◆ **Exercise prompt**
Copy every record exactly, leaving the pictures out.

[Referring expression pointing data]
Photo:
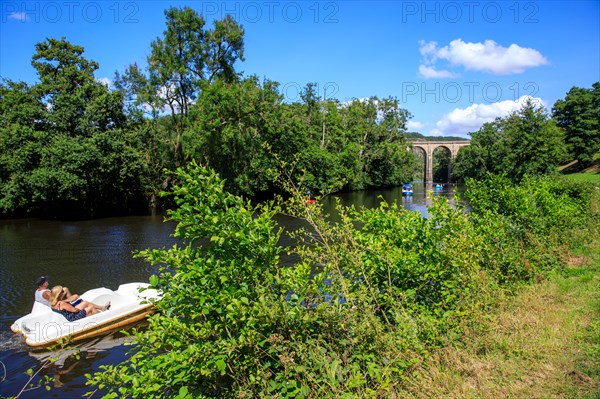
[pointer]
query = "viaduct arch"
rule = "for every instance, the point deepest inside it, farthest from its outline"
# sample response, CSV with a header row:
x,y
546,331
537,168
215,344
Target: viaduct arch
x,y
429,147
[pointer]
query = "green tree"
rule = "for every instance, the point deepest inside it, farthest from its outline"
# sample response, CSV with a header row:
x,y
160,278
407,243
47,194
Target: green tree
x,y
527,142
63,147
185,60
77,104
235,129
579,114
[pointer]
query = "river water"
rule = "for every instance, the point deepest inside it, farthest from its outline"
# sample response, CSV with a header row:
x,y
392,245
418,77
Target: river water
x,y
87,254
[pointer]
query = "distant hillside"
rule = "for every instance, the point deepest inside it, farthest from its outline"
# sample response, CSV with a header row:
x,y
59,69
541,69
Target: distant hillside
x,y
414,136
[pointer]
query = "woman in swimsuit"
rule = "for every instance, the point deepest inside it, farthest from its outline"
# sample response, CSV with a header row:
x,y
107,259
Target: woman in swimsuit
x,y
59,304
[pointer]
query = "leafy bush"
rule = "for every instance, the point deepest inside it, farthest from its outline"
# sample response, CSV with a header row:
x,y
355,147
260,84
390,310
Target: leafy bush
x,y
367,298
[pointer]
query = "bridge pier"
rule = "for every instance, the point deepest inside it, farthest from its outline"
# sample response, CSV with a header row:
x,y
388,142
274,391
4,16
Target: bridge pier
x,y
429,147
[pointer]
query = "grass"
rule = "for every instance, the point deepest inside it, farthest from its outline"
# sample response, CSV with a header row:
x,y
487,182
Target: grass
x,y
543,342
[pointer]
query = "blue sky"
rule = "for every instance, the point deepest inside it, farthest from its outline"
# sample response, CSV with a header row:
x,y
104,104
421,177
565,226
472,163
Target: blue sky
x,y
453,64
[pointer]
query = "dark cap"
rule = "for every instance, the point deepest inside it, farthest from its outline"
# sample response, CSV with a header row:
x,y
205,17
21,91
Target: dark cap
x,y
41,280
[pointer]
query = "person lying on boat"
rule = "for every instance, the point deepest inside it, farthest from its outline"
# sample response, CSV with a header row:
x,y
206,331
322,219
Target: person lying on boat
x,y
42,294
59,304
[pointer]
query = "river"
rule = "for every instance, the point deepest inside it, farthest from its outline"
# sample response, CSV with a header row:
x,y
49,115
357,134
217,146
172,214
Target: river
x,y
87,254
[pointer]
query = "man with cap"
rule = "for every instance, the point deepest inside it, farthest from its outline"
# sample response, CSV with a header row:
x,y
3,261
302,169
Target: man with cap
x,y
42,294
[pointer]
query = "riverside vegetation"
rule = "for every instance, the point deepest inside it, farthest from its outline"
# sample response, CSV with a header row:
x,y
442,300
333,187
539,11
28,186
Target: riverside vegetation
x,y
366,307
73,147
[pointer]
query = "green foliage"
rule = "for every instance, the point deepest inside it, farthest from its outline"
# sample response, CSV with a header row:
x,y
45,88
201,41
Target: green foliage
x,y
579,115
358,309
526,225
527,142
62,148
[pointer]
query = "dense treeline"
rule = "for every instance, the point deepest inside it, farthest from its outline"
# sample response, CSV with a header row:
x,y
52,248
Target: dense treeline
x,y
70,146
531,142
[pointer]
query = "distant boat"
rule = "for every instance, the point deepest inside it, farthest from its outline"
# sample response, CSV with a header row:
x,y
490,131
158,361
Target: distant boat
x,y
43,326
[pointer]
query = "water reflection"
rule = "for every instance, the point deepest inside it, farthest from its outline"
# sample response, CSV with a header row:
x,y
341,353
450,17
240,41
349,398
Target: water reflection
x,y
88,254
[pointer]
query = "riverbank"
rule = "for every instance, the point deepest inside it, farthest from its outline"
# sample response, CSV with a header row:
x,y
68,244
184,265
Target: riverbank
x,y
543,342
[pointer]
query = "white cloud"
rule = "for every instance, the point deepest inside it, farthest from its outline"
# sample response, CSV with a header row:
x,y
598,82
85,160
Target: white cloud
x,y
462,121
488,56
430,72
19,16
414,126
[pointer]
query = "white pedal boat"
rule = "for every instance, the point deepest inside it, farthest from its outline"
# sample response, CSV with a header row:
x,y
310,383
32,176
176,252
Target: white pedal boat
x,y
43,326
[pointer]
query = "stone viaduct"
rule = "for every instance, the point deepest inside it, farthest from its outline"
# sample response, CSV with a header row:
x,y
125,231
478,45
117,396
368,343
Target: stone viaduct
x,y
428,147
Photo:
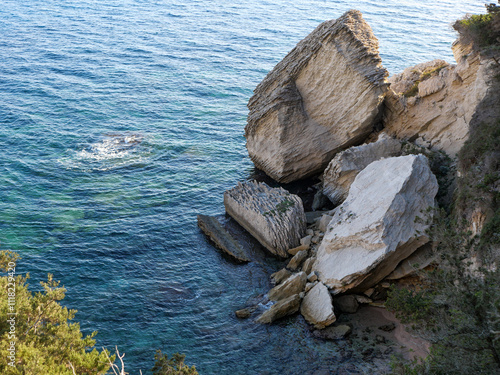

◆ **Your solution**
Photo:
[pointer]
query = "viaduct arch"
rule = "for every instance, the point deepest inside it, farthest from its outline"
# sample response, CSV with a header row:
x,y
546,331
537,168
215,344
Target: viaduct arch
x,y
429,147
[pointer]
query = "green tree"
rule = "for every instance, the point deepest inside it, farthest from its outline"
# sample response, CSV with a header row:
x,y
160,278
407,243
47,194
Target: green tree
x,y
527,142
63,147
185,60
77,104
235,129
579,114
[pointer]
query = "river water"
rule = "for every instance, the point deepest inside it, farthest from its outline"
# sample response, CSV with a header row:
x,y
392,245
418,77
Target: river water
x,y
87,254
[pointer]
query = "distant hillside"
rule = "for every instance, the point deepest inside it, farthest from its outline"
# sample response, CSV with a header row:
x,y
59,69
541,69
Target: distant hillside
x,y
414,136
[pointer]
query = "woman in swimsuit"
rule = "for every instance, the point deepest inside it, farthest from its outline"
# sample response, CSV with a header row:
x,y
107,259
Target: woman in swimsuit
x,y
59,304
[pointer]
query = "leafy bush"
rule = "for every instance, the point deepest inside it, farthest from its outline"
# sample response, CSV with a header row:
x,y
355,147
260,84
390,310
Target: leafy bush
x,y
367,298
[pointer]
query = "bridge pier"
rule = "for every instance, the point deepest inside it, farthest from its outline"
# sample response, CSV with a header row:
x,y
388,142
274,391
4,16
Target: bridge pier
x,y
429,147
[pointer]
query = "grass"
rule = "for every instance, the point deepest inside it, farthest from its outline"
# sample response, CSV with a header row:
x,y
487,182
Target: grass
x,y
543,342
[pointer]
query = "blue sky"
rule = "for every instance, the point deepest inside it, farthest from its outline"
# sample response, CSV with a header row:
x,y
104,104
421,177
565,226
472,163
Target: blue sky
x,y
453,64
[pointer]
query = "dark cap"
rule = "for every instance, the point deepest inside it, farthest from its outline"
# sample response, CSV with a header row:
x,y
205,17
21,91
Target: dark cap
x,y
41,280
[pointer]
query = "person lying on boat"
rule = "for every instance, the point deepest inside it, farthest from its outline"
# sample response, CSV with a header row:
x,y
206,331
322,219
Target: person lying on boat
x,y
42,294
59,304
[pointer]
query = "river"
rule = "for every instance, the point deepest inside it, farthest from its outline"
# sample response, CSV with a header row:
x,y
49,115
357,134
217,146
172,214
Target: river
x,y
87,254
[pointer]
query = "man with cap"
rule = "for every instance, the point deepest inside it, farthest from its outline"
# sample response, CSV with a header row:
x,y
3,261
302,169
Target: man with cap
x,y
42,294
[pointer]
query = "riverside vegetation"
rule = "for every instance, the point deepest inside it, farthest from its outline"
# sample response, CSV with a header row:
x,y
442,300
333,187
539,11
28,186
Target: riverside vegetation
x,y
366,307
73,147
[pointer]
query = "green foliage"
rule = "for every instance, the point deepest inside it, farthest from its outline"
# sample response, CSV with a header row:
x,y
45,88
201,41
Target: green foliage
x,y
579,115
358,309
526,225
527,142
62,148
[pointer]
query = "dense treeline"
rule = "for every instance, the point deepest inside it, farthest from its outline"
# sample response, CSV with a header row:
x,y
52,248
Target: dense treeline
x,y
70,146
531,142
[pointer]
query = "distant boat"
rule = "for every instance, the point deepest inside it, farthest from its outline"
# sample response, CSV with a header row:
x,y
490,131
158,361
Target: distant boat
x,y
43,326
[pointer]
query = "water reflection"
rule = "for every instance, the point deepest inside it, farthest from its outline"
# sample response, CSV with a header row:
x,y
341,353
450,17
240,41
349,398
Target: water reflection
x,y
88,254
[pointer]
query = "riverbank"
rule = "for every instance, the point deepest inside it, farthest from its outline"
# sample response, CSV with a header row:
x,y
68,244
184,265
Target: riverbank
x,y
543,342
[pointer]
query = "white cloud"
rule = "for every instance, the point deepest inside it, farthest from its outline"
# sample response, CSV with a header row:
x,y
598,82
85,160
Target: white cloud
x,y
462,121
488,56
430,72
19,16
414,126
[pointer]
query = "white pedal boat"
rule = "for every instance, the point deepest inside it, farthest from its outline"
# sample response, CSV with a header row:
x,y
310,383
32,176
176,252
Target: white pedal boat
x,y
43,326
[pointer]
query = "stone viaduct"
rule = "for every instance, the point deepest inside it, farthest from its outline"
# sample response, CSV with a header row:
x,y
125,231
478,45
117,396
368,343
Target: stone viaduct
x,y
428,147
Photo:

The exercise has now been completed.